* _TASK STATEMENT_
Filter the records below, keeping every line that contains the word "power". Treat the match as case-sensitive.

□ □ □ □

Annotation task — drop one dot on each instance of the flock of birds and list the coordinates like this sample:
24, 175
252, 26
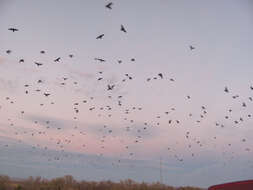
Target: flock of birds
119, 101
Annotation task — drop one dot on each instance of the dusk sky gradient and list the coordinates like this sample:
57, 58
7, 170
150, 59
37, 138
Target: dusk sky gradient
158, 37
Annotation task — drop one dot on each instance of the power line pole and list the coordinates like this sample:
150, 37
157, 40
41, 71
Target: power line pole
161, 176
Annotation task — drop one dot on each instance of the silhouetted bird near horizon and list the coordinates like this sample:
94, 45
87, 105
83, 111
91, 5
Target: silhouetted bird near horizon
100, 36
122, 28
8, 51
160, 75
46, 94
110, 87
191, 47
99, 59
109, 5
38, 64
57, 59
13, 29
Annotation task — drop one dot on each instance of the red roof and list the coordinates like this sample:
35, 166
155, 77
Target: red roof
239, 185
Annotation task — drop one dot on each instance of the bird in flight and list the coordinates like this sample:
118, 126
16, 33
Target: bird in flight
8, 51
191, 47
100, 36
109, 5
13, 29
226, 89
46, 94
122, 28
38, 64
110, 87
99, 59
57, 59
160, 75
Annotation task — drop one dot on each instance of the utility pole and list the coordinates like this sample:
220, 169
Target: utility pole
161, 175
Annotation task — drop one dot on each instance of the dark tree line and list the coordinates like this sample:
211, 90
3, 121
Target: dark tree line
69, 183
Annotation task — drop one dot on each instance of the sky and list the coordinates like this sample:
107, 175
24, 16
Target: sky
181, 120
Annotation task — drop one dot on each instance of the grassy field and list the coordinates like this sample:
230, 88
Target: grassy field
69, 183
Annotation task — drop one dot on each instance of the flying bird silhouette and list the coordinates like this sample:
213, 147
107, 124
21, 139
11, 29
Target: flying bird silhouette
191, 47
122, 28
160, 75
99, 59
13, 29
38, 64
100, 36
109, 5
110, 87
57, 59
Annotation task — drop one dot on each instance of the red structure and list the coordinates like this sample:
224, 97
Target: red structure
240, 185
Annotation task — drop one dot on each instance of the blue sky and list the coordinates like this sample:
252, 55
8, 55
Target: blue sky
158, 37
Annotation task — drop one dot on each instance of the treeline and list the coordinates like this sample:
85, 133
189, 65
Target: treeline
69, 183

□ □ □ □

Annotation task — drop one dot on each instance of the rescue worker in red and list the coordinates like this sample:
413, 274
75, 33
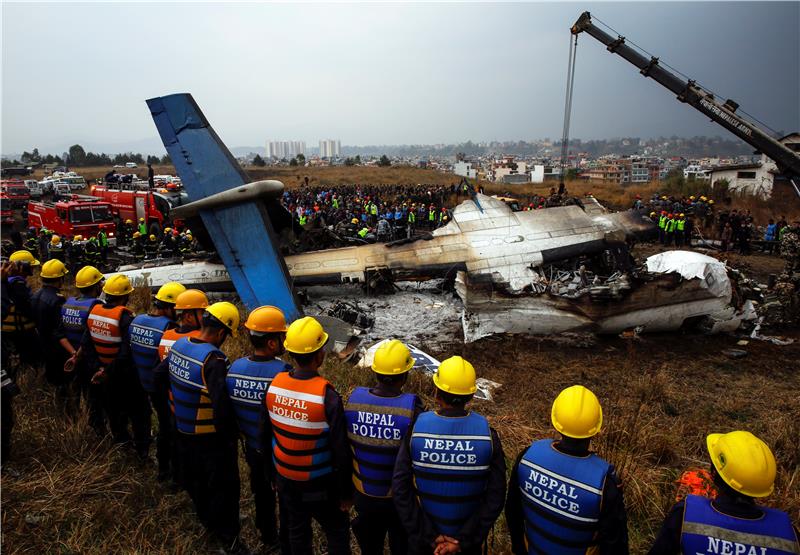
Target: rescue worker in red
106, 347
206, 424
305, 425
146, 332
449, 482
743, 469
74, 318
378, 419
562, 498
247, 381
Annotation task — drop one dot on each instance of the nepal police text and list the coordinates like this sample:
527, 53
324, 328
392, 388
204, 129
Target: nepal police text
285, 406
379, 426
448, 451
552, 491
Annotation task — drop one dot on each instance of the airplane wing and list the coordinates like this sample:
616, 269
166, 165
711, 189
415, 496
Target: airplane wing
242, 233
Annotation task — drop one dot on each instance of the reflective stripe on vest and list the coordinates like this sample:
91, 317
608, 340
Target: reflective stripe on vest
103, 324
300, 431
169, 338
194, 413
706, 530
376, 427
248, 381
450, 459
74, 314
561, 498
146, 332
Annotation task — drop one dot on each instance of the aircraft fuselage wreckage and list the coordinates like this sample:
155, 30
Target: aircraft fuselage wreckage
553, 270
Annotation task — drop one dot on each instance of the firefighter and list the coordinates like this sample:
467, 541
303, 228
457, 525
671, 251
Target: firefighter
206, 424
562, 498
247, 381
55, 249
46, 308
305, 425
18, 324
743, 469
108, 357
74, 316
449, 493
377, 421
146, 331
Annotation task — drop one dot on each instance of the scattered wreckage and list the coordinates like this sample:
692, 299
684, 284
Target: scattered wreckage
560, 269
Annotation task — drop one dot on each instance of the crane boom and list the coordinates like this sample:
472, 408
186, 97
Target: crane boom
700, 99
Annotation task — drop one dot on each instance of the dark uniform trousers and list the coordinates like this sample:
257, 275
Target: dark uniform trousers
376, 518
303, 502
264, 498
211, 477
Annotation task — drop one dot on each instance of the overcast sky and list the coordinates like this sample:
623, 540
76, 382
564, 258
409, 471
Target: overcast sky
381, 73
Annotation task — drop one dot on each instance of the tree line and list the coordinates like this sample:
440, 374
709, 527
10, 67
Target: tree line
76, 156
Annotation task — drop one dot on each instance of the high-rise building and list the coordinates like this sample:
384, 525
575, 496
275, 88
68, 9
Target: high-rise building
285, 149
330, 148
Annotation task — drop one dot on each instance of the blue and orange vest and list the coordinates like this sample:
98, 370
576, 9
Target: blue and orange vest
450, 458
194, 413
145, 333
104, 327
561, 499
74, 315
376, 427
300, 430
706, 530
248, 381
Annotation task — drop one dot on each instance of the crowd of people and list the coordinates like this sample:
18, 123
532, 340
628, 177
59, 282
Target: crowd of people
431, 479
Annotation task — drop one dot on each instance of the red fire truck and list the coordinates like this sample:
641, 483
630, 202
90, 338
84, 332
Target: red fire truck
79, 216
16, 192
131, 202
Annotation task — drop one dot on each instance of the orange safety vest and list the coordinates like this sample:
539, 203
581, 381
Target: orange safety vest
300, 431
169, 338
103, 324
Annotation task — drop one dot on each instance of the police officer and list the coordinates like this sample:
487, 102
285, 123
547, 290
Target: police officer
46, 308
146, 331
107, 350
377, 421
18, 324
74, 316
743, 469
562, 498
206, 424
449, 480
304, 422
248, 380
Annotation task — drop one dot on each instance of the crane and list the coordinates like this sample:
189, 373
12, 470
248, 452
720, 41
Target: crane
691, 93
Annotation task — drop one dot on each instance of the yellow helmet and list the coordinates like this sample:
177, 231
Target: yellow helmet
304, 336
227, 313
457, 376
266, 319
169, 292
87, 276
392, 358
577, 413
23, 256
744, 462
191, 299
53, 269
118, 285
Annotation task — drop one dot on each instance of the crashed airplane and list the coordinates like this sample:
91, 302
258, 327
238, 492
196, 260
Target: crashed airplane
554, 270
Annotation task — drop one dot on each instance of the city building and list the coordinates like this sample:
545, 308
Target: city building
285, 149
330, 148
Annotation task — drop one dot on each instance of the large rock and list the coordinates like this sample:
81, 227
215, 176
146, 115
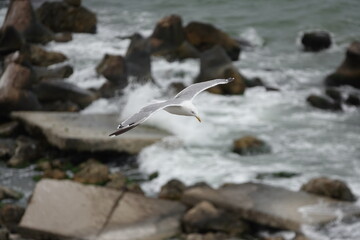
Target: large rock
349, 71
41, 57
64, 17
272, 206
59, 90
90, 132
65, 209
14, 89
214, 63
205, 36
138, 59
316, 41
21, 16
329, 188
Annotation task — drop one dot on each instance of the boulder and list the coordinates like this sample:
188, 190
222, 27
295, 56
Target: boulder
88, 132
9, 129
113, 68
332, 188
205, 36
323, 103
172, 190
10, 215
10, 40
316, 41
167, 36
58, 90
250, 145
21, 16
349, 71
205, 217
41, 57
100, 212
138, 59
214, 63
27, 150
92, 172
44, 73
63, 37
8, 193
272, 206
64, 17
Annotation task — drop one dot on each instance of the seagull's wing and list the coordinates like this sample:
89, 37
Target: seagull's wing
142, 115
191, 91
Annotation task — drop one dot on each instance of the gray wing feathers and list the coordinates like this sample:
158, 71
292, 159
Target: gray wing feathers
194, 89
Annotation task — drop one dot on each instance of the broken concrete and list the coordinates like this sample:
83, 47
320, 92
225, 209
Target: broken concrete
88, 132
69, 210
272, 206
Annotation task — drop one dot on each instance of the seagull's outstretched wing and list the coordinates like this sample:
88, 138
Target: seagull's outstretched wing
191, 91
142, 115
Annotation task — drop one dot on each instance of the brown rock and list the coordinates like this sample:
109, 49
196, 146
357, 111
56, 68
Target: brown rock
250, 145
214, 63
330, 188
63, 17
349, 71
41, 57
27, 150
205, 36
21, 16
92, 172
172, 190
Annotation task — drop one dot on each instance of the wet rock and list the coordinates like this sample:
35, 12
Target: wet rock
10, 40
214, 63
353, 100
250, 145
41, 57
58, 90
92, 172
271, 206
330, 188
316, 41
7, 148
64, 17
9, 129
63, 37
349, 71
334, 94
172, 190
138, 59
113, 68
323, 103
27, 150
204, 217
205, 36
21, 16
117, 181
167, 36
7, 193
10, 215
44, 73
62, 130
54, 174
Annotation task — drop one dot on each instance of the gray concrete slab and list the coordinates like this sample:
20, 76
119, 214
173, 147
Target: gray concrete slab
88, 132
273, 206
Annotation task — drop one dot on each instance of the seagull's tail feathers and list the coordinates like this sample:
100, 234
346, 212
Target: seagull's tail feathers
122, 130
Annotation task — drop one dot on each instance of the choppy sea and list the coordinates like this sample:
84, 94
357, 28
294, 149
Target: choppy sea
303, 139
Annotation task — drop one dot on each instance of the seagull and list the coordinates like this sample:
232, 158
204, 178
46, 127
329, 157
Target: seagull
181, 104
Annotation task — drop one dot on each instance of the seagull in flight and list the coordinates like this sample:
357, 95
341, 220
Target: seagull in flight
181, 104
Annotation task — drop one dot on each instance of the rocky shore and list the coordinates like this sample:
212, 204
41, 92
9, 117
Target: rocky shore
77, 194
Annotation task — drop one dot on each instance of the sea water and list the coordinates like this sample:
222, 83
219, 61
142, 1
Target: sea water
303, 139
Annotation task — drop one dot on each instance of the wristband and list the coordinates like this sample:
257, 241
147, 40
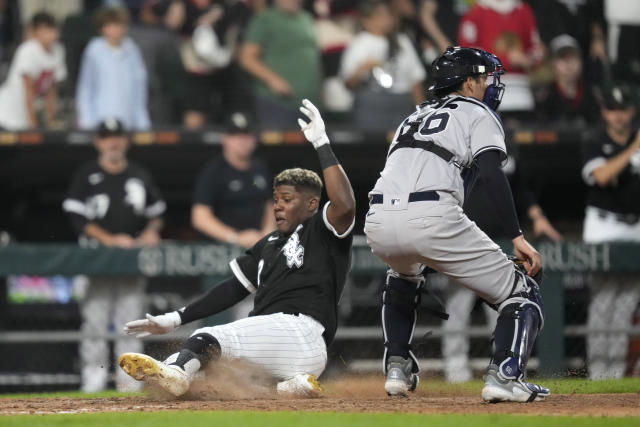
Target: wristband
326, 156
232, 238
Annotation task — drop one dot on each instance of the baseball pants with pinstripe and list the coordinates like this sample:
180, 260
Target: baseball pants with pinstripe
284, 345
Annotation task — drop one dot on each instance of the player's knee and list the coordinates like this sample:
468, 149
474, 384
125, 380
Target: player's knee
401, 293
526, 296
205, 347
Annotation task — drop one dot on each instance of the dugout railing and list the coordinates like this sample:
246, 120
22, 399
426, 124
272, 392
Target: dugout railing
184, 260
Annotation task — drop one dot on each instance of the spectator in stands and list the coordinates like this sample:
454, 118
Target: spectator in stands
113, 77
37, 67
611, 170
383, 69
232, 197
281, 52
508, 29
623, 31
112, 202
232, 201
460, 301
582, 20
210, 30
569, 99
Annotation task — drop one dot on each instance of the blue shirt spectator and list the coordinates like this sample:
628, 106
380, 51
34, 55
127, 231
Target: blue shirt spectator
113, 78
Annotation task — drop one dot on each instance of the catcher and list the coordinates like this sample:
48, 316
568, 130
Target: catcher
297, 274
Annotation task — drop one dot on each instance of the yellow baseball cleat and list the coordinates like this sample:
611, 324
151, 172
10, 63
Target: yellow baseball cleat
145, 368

□ □ □ □

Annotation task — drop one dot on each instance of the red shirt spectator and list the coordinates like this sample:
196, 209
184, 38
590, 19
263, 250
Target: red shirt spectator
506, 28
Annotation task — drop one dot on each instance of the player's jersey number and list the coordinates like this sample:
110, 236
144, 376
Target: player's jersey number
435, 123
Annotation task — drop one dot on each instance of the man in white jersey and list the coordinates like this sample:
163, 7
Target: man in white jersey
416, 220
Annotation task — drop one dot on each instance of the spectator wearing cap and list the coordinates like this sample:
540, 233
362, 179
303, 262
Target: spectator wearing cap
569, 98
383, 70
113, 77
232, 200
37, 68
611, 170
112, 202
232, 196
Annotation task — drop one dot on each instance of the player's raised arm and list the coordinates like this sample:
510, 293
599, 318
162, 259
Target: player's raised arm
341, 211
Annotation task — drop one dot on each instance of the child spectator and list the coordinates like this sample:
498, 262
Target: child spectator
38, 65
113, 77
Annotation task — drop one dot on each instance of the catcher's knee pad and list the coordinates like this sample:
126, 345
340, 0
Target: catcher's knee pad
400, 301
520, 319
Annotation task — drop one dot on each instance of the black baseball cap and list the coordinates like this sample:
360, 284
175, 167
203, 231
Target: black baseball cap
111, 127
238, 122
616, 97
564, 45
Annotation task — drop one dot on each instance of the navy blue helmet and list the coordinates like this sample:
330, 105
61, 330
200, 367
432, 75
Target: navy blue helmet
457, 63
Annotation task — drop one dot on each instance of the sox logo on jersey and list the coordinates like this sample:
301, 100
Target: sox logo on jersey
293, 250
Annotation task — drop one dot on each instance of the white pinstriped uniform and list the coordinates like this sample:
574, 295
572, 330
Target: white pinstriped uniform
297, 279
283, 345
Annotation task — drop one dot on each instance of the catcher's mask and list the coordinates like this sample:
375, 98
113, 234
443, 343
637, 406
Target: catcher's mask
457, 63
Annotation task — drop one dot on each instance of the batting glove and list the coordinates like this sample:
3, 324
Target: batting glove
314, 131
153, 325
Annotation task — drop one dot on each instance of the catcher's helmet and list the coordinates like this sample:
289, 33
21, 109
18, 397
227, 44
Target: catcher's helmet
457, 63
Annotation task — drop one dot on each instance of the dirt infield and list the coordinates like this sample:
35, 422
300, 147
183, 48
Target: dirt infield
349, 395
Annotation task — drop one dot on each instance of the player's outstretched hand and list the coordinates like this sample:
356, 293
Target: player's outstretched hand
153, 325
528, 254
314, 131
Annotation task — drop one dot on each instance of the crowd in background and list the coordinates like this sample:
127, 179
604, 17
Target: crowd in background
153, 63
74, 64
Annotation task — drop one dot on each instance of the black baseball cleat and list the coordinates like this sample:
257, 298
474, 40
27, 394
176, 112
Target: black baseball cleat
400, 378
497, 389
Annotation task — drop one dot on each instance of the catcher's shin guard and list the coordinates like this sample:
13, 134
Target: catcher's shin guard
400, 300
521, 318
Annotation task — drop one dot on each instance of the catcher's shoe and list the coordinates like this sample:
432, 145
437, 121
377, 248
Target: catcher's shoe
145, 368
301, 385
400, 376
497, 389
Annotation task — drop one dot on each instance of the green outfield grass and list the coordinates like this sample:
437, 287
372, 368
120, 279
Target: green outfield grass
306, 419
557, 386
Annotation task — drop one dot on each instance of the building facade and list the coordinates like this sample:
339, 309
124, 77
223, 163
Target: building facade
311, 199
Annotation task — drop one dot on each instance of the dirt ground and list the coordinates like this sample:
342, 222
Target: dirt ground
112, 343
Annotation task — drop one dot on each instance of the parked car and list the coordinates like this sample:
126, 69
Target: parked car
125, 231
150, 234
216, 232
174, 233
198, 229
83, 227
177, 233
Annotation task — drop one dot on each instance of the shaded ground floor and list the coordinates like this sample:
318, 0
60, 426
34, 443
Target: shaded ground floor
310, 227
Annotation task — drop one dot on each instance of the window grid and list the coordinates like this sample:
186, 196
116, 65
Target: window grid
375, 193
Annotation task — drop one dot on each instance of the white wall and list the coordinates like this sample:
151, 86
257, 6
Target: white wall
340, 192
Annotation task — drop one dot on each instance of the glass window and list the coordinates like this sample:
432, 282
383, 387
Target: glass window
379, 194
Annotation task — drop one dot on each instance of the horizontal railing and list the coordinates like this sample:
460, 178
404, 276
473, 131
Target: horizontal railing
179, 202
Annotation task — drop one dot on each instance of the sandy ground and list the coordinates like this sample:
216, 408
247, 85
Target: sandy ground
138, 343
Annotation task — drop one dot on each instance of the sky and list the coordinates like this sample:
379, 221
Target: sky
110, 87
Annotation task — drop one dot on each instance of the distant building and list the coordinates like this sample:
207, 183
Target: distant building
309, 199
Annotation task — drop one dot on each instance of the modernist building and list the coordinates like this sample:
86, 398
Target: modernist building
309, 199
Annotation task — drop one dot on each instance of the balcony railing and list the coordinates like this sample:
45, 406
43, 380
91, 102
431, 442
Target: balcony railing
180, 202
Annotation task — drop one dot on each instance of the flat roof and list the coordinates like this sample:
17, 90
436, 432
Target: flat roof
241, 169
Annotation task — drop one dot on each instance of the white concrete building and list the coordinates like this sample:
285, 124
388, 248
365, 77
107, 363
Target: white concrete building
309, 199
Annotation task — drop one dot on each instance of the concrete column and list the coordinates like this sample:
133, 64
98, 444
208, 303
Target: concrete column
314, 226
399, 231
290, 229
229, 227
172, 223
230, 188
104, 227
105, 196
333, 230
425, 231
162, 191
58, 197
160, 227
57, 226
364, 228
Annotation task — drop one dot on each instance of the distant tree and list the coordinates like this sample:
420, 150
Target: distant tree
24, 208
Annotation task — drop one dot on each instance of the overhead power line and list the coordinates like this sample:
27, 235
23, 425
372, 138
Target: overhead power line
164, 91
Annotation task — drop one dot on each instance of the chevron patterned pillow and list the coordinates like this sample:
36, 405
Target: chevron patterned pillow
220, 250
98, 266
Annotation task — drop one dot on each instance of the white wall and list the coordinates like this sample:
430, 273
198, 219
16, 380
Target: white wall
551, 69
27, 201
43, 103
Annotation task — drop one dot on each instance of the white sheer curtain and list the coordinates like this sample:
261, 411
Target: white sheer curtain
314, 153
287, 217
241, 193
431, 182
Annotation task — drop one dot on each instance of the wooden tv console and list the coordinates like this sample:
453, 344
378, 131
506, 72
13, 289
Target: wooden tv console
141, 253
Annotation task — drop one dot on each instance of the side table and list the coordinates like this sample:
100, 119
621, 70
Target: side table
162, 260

□ □ □ □

* _SOLUTION TO THE PROBLEM_
Annotation task — drop one dot on each instance of the power line pole and list the coordinates like this sample:
Target: power line pole
Annotation task — drop one dot on each instance of the overhead power line and list the coordinates like this sample:
Target: overhead power line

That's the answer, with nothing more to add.